*** PAGE TEXT ***

Like a Surgeon
Onscreen, at least, his bedside manner is cucumber cool. After a string of minor roles (a detective on Profiler, a demon on Charmed), McMahon has finally landed a starmaking part as Dr. Christian Troy, Nip/Tuck's ethically challenged playboy surgeon. The show, which debuted in July, is already basic cable's top-rated, thanks no doubt to liberal helpings of viscera (see box). But it's also impossible to turn away from McMahon's scalpel-sharp portrayal of Dr. Troy, a sort of one-man doctor without borders. In addition to criminal activity (such as larding a druglord's corpse with ham and feeding it to alligators), Troy sleeps around, often with patients. "It's kind of becoming a running gag," says McMahon, who speaks with just a hint of his Aussie accent. "How many people can I have sex with in one episode? There was one day I did four or five. It was like a turntable—'Next!'"
In reality, the actor's a bit of a goof, say colleagues. "He's very loud—a big joker," says Joely Richardson, who plays the wife of Dr. Sean McNamara, Troy's good-hearted but namby-pamby medical partner and longtime friend. According to series creator Ryan Murphy, "Julian is like a nerdy 12-year-old. He's always in his trailer playing video games. Julian's not a ladies' man at all."
Uh, really? McMahon is currently unattached, but for almost three years (1999-2002) he was married to former Baywatch babe Brooke Burns, with whom he shares custody of a daughter, Madison, 3. (The 25-year-old Burns, now host of NBC's Dog Eat Dog, has most recently been linked with Bruce Willis.) He later spent time dating his Charmed costar Shannen Doherty. ("I saw a photograph of her recently," he says, sounding strangely like a cosmetic surgeon, "and she looked fantastic.") And back in his native Australia, his 1994 marriage to actress-pop star Dannii Minogue (Kylie's kid sister), now 31, was a news event of near-Bennifer proportions.
In those days the Sydney native was best known as the son of Australian prime minister Sir William McMahon, who died of cancer in 1988 at age 80, and his wife, Lady Sonia. McMahon, who has two sisters still in Sydney, was 2 when he went to live in the Lodge, Australia's White House in the capital, Canberra, during his father's 20-month administration. In the years after, he didn't grow up to be much of a political asset to the old man. "I was a very rebellious, strong-willed, out-of-control kid," says McMahon. "I was like this friggin' whirlwind. I'm sure I put my parents through hell."
He really ruffled their feathers when he decided his looks were more suited to celebrity than college and dropped out of school to become a model. As he once told PEOPLE, "I made a lot of money and met a lot of chicks. I thought, 'This is the way to go.'" He branched into acting in Australian soaps and did well. Increasingly confident, he moved to the States when he was 22, only to find that "no one gave a damn who I was. And I had an accent—the grocery guy didn't even know what I was saying." While working to lose the accent with a vocal coach, he found a steady gig on yet another soap (Another World, from 1992 to '94). Now, a full decade later, starring in a buzzmaking hit, he has the family's full endorsement. "My mother," he says, "loves the show."
Even with Nip/Tuck renewed for another season, McMahon isn't living large—or too large. "Maybe because he had such a privileged childhood," says Ryan Murphy, "he doesn't want the caviar. He wants the hot dog." Actually, he wouldn't mind some good sushi, although he hasn't had much success preparing it in the kitchen of the three-bedroom L.A. home he shares with two German shepherd-black Lab mixes. "I'm passionate about food," he says. "Last year I bought all these cookbooks and did a different country every month for a few months." But the big reason for staying in is little Madison. "You just start making choices based on the fact that you want to be with your kid," he says. "I got an azalea that she planted about four months ago, and I make her water it every time she comes over. She's so proud of it."
Speaking of choices: Would he ever consider plastic surgery? "I'm an advocate of individuality," says McMahon, who says the 35-year-old face he presents to the world is still the original. "I don't care what size you are, what height, what color—I love individuality. It's what makes us extraordinary."
Still, "I would never say never to anything." Except maybe Botox—there's that needle thing.

*** End of PAGE TEXT ***
*** EXTRACTED MATERIAL ***

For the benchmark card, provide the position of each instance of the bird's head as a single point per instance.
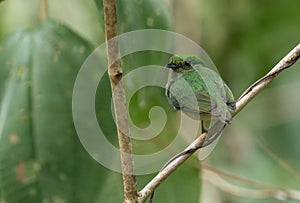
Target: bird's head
(183, 63)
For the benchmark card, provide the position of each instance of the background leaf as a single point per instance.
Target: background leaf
(40, 154)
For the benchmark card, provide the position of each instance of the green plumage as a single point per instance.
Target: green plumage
(198, 90)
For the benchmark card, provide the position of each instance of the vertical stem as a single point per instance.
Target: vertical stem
(43, 9)
(119, 100)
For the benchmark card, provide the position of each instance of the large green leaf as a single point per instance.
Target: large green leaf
(41, 158)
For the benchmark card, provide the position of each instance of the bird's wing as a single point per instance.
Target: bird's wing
(190, 97)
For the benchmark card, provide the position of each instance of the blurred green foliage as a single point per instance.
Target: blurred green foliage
(245, 39)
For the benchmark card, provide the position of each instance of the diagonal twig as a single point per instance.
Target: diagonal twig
(244, 99)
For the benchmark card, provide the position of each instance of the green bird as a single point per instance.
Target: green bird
(198, 91)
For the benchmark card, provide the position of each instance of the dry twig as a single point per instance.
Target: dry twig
(119, 100)
(244, 99)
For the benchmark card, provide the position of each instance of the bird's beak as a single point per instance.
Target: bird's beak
(172, 65)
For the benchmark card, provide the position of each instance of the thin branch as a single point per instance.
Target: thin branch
(43, 9)
(262, 193)
(245, 98)
(119, 100)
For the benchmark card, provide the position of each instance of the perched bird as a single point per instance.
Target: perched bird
(198, 91)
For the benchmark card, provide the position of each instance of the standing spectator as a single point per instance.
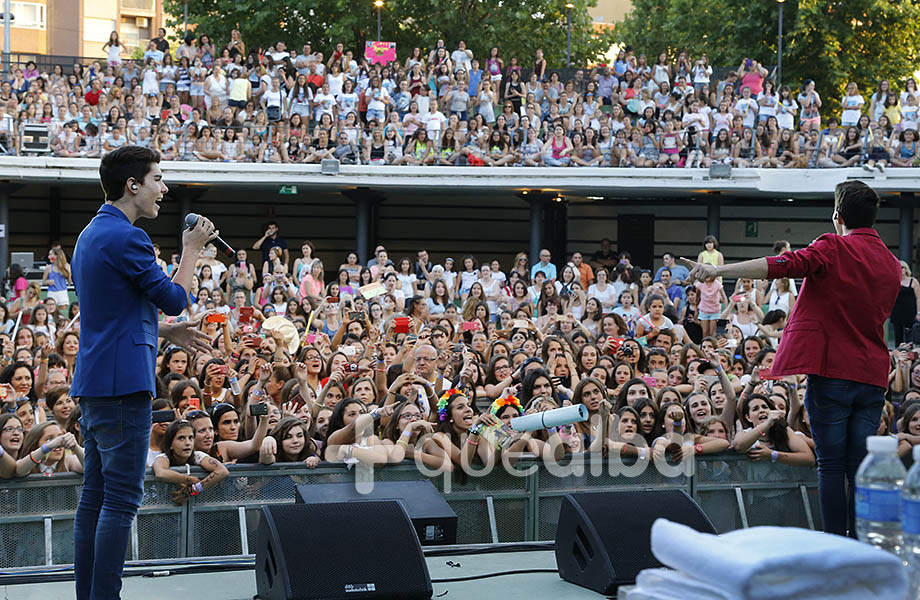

*** End of EXTRACTED MATERIAL ***

YOUR INSTRUCTIONS: Transcribe the passage of the article about Julian McMahon that begins with "Uh, really? McMahon" and runs through "of near-Bennifer proportions.". None of these entries has any connection to the article above.

RESULT:
Uh, really? McMahon is currently unattached, but for almost three years (1999-2002) he was married to former Baywatch babe Brooke Burns, with whom he shares custody of a daughter, Madison, 3. (The 25-year-old Burns, now host of NBC's Dog Eat Dog, has most recently been linked with Bruce Willis.) He later spent time dating his Charmed costar Shannen Doherty. ("I saw a photograph of her recently," he says, sounding strangely like a cosmetic surgeon, "and she looked fantastic.") And back in his native Australia, his 1994 marriage to actress-pop star Dannii Minogue (Kylie's kid sister), now 31, was a news event of near-Bennifer proportions.